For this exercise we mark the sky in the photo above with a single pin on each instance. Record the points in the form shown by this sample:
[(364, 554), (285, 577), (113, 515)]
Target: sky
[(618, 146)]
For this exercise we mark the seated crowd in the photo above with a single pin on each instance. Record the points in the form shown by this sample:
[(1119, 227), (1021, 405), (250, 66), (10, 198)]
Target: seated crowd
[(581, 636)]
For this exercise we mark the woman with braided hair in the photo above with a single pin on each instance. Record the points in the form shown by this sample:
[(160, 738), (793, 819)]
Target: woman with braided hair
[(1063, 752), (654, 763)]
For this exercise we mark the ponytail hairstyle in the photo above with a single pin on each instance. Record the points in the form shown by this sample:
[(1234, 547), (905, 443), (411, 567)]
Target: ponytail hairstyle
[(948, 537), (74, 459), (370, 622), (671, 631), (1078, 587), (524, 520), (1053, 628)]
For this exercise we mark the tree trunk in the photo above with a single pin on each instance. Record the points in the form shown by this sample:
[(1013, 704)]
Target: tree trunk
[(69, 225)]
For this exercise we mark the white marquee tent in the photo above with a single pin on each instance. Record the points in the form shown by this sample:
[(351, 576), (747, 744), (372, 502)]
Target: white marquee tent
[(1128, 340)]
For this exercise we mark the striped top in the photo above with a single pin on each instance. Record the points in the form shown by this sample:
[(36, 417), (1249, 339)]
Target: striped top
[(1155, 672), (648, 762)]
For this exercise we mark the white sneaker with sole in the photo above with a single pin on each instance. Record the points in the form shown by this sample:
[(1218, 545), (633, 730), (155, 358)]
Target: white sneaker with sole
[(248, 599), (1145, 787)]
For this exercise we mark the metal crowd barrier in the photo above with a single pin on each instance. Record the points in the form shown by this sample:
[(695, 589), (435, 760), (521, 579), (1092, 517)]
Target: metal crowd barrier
· · · ·
# [Instructions for the task]
Each line above must be reproduced exactly as it stands.

# [Exercise solution]
For this exercise we mark the sky in the photo above with a single pin on each instance. Record the points in the form shown by this sample:
[(364, 554), (285, 577), (113, 515)]
Target: sky
[(618, 146)]
For this exercise we mark the seated crowd in the photo above with a single pin on each instance. Record the points in the form shown by this sample:
[(1119, 227), (1021, 405), (250, 66), (10, 198)]
Target: seated crowd
[(581, 636)]
For this exercise we mark the woman with braided hair in the photo above with a single pin on each instance. Record the points in the form shown by this sample:
[(160, 738), (793, 819)]
Target: woman with braided hair
[(1063, 752), (654, 763)]
For this exercise we mark the ponytail hairstyle in the photo above with a single pin on each instance. Record the points in the form shown by this sample:
[(1234, 547), (905, 443), (411, 567)]
Target: ponytail hairstyle
[(948, 537), (74, 459), (370, 622), (671, 631), (1078, 587), (524, 520), (1053, 628)]
For this exercise we mark the tree trunk in the photo above with a single pin on each instance. Record the points in the form shown by this sample:
[(1013, 704)]
Target: tree trunk
[(69, 225)]
For this exercise we mark the white marquee tent in the photo above with a single pin on each instance. Record the points in the form shown by this sample:
[(351, 576), (747, 744), (372, 502)]
Target: white marquee tent
[(1128, 340)]
For this exercise we mark the striped top in the photo above with a single pin on each instance. Record the points in the form shown by this sample:
[(36, 417), (1249, 339)]
Target: striped top
[(1155, 672), (648, 762)]
For this exercise we mark the white sneaker with sole in the photo above with a single pin on each instance. Record the points in the form shown by this sample:
[(1218, 545), (633, 730), (155, 358)]
Target: white sneaker with sole
[(248, 599), (1145, 787)]
For this exercise we mark the metal crowd barrier in the photo above with a single pin on each instance. Record the points in the form shown by this sample:
[(695, 589), (435, 760), (521, 579), (1092, 517)]
Target: metal crowd barrier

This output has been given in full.